ABOUT THIS TASK. Only the lines below from the one that holds "Objective — for every instance of the overcast" through the one that holds "Objective — for every instance of the white sky" should appear in the answer, copied exactly, end lines included and pictures omitted.

GIVEN INFORMATION.

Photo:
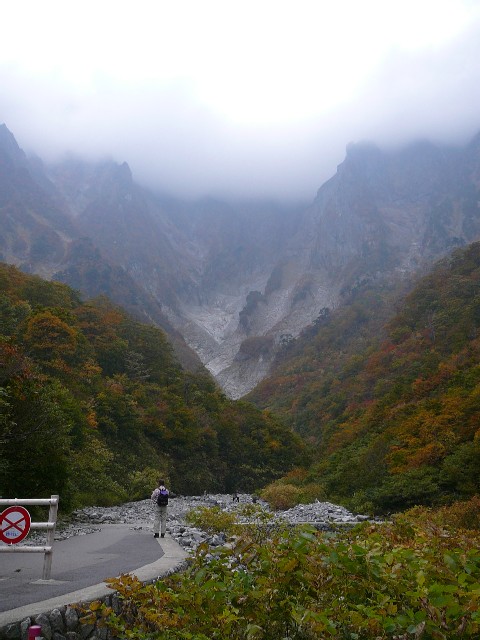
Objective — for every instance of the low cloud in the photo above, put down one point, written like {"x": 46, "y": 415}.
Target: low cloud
{"x": 177, "y": 141}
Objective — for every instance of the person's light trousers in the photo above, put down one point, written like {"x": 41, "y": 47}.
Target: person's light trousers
{"x": 160, "y": 520}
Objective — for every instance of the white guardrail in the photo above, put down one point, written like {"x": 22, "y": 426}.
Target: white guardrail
{"x": 48, "y": 526}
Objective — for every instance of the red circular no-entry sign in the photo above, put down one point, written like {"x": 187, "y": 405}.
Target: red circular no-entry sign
{"x": 14, "y": 524}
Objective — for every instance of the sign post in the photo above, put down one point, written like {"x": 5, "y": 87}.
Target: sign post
{"x": 14, "y": 524}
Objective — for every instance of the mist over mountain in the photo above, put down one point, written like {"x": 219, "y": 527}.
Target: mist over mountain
{"x": 237, "y": 280}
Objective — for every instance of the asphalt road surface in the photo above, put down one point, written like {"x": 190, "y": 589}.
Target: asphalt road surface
{"x": 80, "y": 566}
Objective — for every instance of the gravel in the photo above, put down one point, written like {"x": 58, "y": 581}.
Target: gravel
{"x": 323, "y": 515}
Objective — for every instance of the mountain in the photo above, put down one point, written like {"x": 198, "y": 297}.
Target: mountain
{"x": 389, "y": 400}
{"x": 102, "y": 398}
{"x": 39, "y": 235}
{"x": 239, "y": 280}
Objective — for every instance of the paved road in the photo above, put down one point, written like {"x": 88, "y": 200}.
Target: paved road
{"x": 80, "y": 566}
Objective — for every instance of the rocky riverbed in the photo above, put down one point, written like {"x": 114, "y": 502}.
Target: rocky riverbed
{"x": 140, "y": 514}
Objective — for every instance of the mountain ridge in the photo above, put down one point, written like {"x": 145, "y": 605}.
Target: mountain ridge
{"x": 238, "y": 279}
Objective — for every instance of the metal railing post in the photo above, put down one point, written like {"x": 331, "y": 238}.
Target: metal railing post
{"x": 52, "y": 518}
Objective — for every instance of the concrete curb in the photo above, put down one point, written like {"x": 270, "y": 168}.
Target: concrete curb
{"x": 173, "y": 560}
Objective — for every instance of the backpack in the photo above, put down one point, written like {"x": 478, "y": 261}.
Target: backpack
{"x": 162, "y": 498}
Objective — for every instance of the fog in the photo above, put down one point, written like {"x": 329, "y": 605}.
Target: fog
{"x": 237, "y": 99}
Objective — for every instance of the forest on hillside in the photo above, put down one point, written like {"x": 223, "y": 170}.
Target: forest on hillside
{"x": 94, "y": 406}
{"x": 386, "y": 390}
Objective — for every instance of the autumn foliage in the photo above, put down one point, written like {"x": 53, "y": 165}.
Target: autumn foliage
{"x": 387, "y": 391}
{"x": 94, "y": 405}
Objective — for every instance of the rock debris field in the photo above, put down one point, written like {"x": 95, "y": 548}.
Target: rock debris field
{"x": 323, "y": 515}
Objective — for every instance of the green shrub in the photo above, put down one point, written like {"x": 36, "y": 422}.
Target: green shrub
{"x": 213, "y": 520}
{"x": 405, "y": 579}
{"x": 281, "y": 495}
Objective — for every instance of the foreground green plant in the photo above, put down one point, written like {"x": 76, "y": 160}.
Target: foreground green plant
{"x": 409, "y": 579}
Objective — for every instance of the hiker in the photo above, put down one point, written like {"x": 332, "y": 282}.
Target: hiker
{"x": 160, "y": 500}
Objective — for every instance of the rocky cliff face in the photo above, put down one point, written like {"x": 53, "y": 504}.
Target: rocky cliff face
{"x": 238, "y": 280}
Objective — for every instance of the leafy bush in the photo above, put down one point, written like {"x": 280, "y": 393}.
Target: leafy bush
{"x": 281, "y": 495}
{"x": 213, "y": 520}
{"x": 410, "y": 578}
{"x": 285, "y": 495}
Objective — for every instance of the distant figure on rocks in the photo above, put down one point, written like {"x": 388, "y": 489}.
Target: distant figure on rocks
{"x": 160, "y": 501}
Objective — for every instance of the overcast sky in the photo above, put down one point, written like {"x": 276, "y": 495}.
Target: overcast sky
{"x": 254, "y": 98}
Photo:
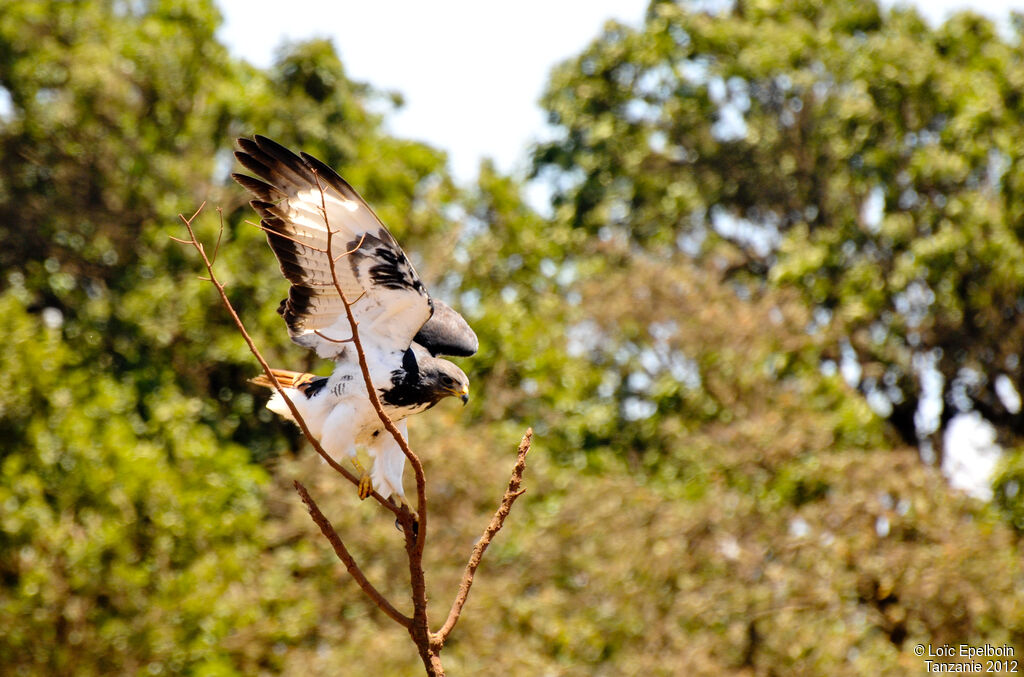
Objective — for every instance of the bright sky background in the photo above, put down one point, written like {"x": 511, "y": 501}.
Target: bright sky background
{"x": 471, "y": 74}
{"x": 471, "y": 71}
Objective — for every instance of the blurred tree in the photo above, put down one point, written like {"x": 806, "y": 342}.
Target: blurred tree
{"x": 857, "y": 155}
{"x": 707, "y": 499}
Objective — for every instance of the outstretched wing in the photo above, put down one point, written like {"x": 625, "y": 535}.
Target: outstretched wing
{"x": 297, "y": 197}
{"x": 446, "y": 333}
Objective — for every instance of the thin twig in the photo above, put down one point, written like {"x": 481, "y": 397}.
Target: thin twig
{"x": 419, "y": 629}
{"x": 421, "y": 497}
{"x": 343, "y": 554}
{"x": 259, "y": 357}
{"x": 511, "y": 494}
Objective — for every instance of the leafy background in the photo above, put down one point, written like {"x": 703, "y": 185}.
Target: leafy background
{"x": 741, "y": 201}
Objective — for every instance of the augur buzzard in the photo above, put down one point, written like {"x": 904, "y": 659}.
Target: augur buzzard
{"x": 400, "y": 327}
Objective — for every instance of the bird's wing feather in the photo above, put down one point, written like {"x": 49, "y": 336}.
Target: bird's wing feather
{"x": 292, "y": 195}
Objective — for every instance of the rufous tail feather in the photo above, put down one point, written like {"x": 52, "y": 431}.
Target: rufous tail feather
{"x": 286, "y": 378}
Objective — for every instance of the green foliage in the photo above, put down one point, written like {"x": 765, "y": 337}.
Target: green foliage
{"x": 858, "y": 156}
{"x": 702, "y": 498}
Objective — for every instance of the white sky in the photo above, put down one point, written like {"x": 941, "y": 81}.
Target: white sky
{"x": 471, "y": 71}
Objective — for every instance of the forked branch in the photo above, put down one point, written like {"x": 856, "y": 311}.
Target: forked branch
{"x": 428, "y": 644}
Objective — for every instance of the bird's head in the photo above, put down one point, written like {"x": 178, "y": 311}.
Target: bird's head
{"x": 449, "y": 380}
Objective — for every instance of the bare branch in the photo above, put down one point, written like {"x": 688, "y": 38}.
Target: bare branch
{"x": 343, "y": 554}
{"x": 511, "y": 494}
{"x": 194, "y": 241}
{"x": 421, "y": 497}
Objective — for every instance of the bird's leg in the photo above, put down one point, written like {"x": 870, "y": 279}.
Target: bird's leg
{"x": 366, "y": 484}
{"x": 400, "y": 502}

OUTPUT FOR THIS EXERCISE.
Objective — for every instance of the overcast sky in the photo above, put down one point, written like {"x": 276, "y": 495}.
Target: overcast sky
{"x": 254, "y": 98}
Photo:
Objective — for every instance of the bright sky background in the photo above, put down one point, written like {"x": 511, "y": 501}.
Target: bright sky background
{"x": 471, "y": 74}
{"x": 471, "y": 71}
Objective — for every instance of the blurred tree in the photo above, put down one point, written like {"x": 806, "y": 342}.
Target: blurred tree
{"x": 857, "y": 155}
{"x": 707, "y": 499}
Objective — for every instance of the outstretched wing in the photo above, put down one point, written like {"x": 625, "y": 535}.
Target: outstretched wing
{"x": 297, "y": 197}
{"x": 446, "y": 333}
Objective — for every instance of the thin twig in the photo above, put down one point, written like {"x": 481, "y": 397}.
Target: thin twig
{"x": 419, "y": 629}
{"x": 421, "y": 497}
{"x": 343, "y": 554}
{"x": 259, "y": 357}
{"x": 511, "y": 494}
Objective — for every instance of the leafy background in the photo above, put down one point, written like {"x": 703, "y": 185}.
Target: leafy background
{"x": 741, "y": 201}
Objective — for every instance of the augur buzzard in the photo above, put down one point, written like {"x": 904, "y": 659}.
Target: augur buzzard
{"x": 400, "y": 327}
Objective — for every instance of the bird's wing feather in the photo above, put down one point, written like {"x": 49, "y": 336}.
Target: bird's wing feather
{"x": 292, "y": 195}
Objective — for every instance of the rufous tail feather in the photo above, put down one point, written like {"x": 52, "y": 431}.
Target: rufous tail feather
{"x": 286, "y": 378}
Objective — for every instance of the green foliage in the photo above, put down one point, written like {"x": 765, "y": 337}.
Target: green foliage
{"x": 858, "y": 156}
{"x": 702, "y": 498}
Objective — for every instance of the white sky in the photo above, put down one point, written like {"x": 941, "y": 81}.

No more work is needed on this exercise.